**Exercise requirements**
When you reach the line containing "det: white logo", begin copying exactly, and keep going through the last line of the records below, copying nothing before it.

*** Entries supplied Section Begins ***

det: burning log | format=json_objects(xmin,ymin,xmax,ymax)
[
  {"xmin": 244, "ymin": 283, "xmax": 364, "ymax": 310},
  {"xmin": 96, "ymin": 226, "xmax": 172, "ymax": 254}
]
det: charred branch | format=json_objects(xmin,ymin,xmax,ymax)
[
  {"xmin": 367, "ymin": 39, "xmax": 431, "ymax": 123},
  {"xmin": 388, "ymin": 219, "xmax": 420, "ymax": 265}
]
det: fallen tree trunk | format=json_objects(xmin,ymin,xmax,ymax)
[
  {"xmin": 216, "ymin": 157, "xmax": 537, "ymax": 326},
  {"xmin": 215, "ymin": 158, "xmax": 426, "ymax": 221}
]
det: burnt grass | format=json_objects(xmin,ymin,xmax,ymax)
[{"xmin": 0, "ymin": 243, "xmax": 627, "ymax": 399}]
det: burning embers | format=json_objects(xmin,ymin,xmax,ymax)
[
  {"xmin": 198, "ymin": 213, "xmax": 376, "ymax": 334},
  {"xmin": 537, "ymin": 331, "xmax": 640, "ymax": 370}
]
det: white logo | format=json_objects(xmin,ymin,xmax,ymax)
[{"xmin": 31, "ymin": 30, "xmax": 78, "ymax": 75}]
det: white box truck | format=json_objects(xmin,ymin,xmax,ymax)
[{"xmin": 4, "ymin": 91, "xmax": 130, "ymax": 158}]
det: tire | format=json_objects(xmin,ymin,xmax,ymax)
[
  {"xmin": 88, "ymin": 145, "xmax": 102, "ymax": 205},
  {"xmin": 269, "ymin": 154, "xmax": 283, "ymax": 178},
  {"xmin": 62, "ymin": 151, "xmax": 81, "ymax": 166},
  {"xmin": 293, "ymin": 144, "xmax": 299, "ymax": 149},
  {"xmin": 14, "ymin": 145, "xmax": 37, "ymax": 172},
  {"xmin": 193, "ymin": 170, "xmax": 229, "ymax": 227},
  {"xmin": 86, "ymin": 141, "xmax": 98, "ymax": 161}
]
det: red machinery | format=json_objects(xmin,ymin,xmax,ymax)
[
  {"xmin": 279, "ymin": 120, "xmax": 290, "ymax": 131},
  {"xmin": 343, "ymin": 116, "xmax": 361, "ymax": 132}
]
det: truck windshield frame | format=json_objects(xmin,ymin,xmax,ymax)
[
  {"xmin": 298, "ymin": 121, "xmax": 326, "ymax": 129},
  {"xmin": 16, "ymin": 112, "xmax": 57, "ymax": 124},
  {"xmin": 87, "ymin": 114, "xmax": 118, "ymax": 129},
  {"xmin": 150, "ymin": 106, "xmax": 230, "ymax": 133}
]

*** Entries supplied Section Ends ***

**Response to the exercise**
det: white logo | format=json_objects(xmin,ymin,xmax,ymax)
[{"xmin": 31, "ymin": 30, "xmax": 78, "ymax": 75}]
det: white box truck | format=json_objects(xmin,ymin,xmax,ymax)
[{"xmin": 4, "ymin": 91, "xmax": 130, "ymax": 158}]
det: tire | format=json_objects(xmin,ymin,xmax,ymax)
[
  {"xmin": 88, "ymin": 145, "xmax": 102, "ymax": 205},
  {"xmin": 269, "ymin": 154, "xmax": 283, "ymax": 178},
  {"xmin": 62, "ymin": 151, "xmax": 81, "ymax": 166},
  {"xmin": 293, "ymin": 144, "xmax": 299, "ymax": 149},
  {"xmin": 14, "ymin": 145, "xmax": 37, "ymax": 172},
  {"xmin": 193, "ymin": 170, "xmax": 229, "ymax": 227},
  {"xmin": 86, "ymin": 141, "xmax": 98, "ymax": 161}
]
det: red machinery | format=json_objects(xmin,ymin,xmax,ymax)
[
  {"xmin": 279, "ymin": 120, "xmax": 290, "ymax": 131},
  {"xmin": 343, "ymin": 116, "xmax": 361, "ymax": 132}
]
det: truck windshield frame | format=json_objects(xmin,ymin,xmax,ymax)
[
  {"xmin": 298, "ymin": 121, "xmax": 326, "ymax": 129},
  {"xmin": 16, "ymin": 112, "xmax": 57, "ymax": 124},
  {"xmin": 87, "ymin": 114, "xmax": 118, "ymax": 129},
  {"xmin": 150, "ymin": 106, "xmax": 230, "ymax": 133}
]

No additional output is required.